◆ WORK INSTRUCTIONS: Recast the lines below as a numbered list, leaving out any blank lines.

◆ DATA LINES:
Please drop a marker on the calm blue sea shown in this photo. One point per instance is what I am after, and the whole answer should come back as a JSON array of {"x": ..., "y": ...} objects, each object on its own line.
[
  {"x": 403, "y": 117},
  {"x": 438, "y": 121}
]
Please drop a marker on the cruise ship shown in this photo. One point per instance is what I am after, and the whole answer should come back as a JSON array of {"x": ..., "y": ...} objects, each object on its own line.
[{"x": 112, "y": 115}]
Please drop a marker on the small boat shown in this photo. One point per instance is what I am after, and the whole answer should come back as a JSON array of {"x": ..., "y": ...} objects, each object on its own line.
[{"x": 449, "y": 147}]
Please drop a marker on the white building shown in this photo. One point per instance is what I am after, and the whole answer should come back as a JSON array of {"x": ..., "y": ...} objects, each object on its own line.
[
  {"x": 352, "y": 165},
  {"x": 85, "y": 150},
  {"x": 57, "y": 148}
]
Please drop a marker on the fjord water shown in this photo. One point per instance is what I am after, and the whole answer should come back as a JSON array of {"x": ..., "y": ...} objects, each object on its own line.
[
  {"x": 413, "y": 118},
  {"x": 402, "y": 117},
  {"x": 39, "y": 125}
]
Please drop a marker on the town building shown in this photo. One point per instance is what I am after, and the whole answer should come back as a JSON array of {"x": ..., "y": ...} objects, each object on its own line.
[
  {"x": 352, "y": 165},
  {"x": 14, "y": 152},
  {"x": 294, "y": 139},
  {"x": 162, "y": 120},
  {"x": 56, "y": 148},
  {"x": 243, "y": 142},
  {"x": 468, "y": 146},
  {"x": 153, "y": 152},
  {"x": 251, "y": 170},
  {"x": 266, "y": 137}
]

◆ RESULT:
1. Please drop a marker on the calm blue sea shown in this photo. One point per instance is what I am after, and the whole answer should come back as a JSON array of {"x": ..., "y": ...} objects, each object on its own line.
2. [
3.   {"x": 403, "y": 117},
4.   {"x": 438, "y": 121}
5. ]
6. Please drop a marker on the cruise ship shown in this photo. One point per instance is what I am after, and the whole answer should come back as a JSON array of {"x": ..., "y": ...} objects, each object on its own line.
7. [{"x": 112, "y": 115}]
8. Please drop a marker on the small boat shown in this photo. One point per instance is what I am after, and the whole answer should come back as a JSON array of {"x": ..., "y": ...} objects, each object on its own line.
9. [{"x": 449, "y": 147}]
10. Please drop a marker on the white building shown in this photo. One point per instance is what I am after, and the whole answer should come back as a JSON array of {"x": ..., "y": ...} objects, each object on its own line.
11. [
12.   {"x": 352, "y": 165},
13.   {"x": 85, "y": 150},
14.   {"x": 57, "y": 148}
15. ]
16. Please drop a marker on the fjord water shown in this photo. One point per instance is what I am after, and the whole answer should come back as a JSON array of {"x": ..., "y": ...} objects, each object on its own line.
17. [
18.   {"x": 413, "y": 118},
19.   {"x": 402, "y": 117},
20.   {"x": 39, "y": 125}
21. ]
22. Please drop a marker on the town building shown in this photo. One point per instance is what I am after, and the whole answer should come back as a JSON array of {"x": ..., "y": ...} objects, each object on its own line.
23. [
24.   {"x": 352, "y": 165},
25.   {"x": 14, "y": 152},
26.   {"x": 294, "y": 139},
27.   {"x": 162, "y": 120},
28.   {"x": 56, "y": 148},
29.   {"x": 243, "y": 142},
30.   {"x": 468, "y": 146},
31.   {"x": 153, "y": 152},
32.   {"x": 251, "y": 170},
33.   {"x": 266, "y": 137}
34. ]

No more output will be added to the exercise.